*Aim of the exercise:*
Reproduce the lines from the one containing "of the window" through the last of the lines, requests included. Offset each coordinate in the answers by adding 147 to it.

*Task input:*
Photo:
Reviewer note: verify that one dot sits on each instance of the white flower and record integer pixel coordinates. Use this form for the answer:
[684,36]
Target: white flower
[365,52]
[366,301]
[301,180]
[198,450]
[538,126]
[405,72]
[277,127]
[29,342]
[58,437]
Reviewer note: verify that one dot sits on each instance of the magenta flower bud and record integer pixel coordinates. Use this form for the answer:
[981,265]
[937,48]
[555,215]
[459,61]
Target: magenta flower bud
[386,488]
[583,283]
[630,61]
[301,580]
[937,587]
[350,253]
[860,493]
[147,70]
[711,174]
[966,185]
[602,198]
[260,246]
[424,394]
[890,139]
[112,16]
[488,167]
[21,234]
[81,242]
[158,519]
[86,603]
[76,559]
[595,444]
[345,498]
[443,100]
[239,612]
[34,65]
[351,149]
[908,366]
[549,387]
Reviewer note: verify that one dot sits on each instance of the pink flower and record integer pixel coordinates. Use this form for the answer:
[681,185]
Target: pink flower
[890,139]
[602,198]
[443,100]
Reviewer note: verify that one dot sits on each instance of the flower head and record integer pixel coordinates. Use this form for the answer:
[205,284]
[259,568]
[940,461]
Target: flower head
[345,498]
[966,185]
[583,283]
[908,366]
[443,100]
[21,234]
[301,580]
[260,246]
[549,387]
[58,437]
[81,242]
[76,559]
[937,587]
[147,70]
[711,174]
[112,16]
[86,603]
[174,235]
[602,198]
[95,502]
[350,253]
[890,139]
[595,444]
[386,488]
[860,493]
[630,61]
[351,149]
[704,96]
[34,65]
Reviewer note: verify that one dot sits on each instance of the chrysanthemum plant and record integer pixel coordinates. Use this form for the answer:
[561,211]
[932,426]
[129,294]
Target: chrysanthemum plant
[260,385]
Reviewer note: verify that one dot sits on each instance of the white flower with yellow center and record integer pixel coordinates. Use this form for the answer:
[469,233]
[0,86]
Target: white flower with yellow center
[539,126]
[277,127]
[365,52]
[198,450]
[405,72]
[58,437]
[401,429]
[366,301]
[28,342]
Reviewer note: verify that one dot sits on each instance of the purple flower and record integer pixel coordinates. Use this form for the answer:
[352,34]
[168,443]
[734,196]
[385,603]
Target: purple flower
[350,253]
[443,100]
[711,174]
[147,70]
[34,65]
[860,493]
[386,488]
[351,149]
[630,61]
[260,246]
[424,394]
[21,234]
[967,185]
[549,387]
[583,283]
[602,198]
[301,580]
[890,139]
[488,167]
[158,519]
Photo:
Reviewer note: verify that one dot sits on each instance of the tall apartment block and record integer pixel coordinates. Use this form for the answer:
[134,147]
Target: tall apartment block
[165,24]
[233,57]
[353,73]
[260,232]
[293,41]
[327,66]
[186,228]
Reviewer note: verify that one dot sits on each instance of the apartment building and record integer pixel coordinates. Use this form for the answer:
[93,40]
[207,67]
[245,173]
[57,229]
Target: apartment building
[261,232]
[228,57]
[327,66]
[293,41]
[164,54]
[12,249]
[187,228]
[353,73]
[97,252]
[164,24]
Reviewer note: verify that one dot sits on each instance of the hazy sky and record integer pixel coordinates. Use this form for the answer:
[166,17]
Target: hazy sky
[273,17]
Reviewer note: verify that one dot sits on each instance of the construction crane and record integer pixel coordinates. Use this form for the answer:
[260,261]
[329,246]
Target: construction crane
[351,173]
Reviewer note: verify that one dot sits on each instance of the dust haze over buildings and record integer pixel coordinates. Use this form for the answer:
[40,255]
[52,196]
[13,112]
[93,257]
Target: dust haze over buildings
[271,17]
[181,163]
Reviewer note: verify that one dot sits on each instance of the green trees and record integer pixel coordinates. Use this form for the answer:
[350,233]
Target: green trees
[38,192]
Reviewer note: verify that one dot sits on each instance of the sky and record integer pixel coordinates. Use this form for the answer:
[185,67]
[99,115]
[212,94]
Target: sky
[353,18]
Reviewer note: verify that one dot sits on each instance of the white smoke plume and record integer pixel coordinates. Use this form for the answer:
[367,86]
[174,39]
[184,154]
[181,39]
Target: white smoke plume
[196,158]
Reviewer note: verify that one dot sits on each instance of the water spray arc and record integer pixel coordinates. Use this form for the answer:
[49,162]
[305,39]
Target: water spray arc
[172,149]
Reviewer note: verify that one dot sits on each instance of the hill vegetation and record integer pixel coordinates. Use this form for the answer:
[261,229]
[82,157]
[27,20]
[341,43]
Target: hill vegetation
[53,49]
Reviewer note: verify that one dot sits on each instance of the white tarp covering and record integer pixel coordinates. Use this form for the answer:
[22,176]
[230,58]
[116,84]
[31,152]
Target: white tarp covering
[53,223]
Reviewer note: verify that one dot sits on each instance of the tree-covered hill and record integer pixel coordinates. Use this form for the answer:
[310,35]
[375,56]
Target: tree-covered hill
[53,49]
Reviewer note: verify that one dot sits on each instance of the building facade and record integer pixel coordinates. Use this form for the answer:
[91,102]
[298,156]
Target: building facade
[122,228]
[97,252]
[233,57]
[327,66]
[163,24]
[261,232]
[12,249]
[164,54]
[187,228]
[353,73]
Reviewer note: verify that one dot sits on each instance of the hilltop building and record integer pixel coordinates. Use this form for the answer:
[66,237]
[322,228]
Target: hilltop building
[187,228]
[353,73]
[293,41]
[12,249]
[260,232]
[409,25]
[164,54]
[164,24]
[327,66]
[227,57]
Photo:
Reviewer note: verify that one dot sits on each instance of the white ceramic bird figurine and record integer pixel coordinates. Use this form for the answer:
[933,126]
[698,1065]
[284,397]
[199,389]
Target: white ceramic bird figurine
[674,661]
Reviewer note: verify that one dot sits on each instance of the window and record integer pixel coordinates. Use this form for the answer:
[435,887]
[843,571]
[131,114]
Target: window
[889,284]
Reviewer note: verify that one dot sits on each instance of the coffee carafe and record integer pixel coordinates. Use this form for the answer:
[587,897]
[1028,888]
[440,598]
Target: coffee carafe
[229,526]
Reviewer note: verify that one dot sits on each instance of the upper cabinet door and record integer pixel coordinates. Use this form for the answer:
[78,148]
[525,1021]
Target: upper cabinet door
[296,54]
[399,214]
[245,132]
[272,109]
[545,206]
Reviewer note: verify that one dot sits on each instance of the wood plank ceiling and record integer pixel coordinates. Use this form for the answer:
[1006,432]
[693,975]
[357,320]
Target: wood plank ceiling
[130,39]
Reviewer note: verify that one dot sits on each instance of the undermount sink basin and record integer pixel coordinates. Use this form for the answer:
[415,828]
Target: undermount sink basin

*Expected output:*
Reviewer note: verify that one dot sits on each instance of the window and record integer pixel coordinates. Use this form for the answer:
[435,887]
[843,571]
[131,114]
Target: window
[1036,431]
Reviewer note: verify that one dot sits on each instance of the coffee carafe and record integer pixel coordinates. Use this form for the answer:
[587,897]
[1028,888]
[440,598]
Target: coffee carafe
[376,673]
Reviewer note: verify that one dot sits on each instance of the upper cabinet door and record integer pixel coordinates. Use this form for the answer:
[78,148]
[525,1021]
Target: upper cabinet door
[443,201]
[546,361]
[392,279]
[419,256]
[692,353]
Reviewer note: verify that one dot sits on each instance of the wood plank ceiling and record integer pixel coordinates. Use this form for the answer:
[1006,432]
[693,975]
[357,320]
Target: wood plank ceiling
[277,186]
Reviewer note: verify that one dot sits on each instance of the undermount sink basin and record integer pixel coordinates. Use this form for the answer:
[415,828]
Target: undermount sink basin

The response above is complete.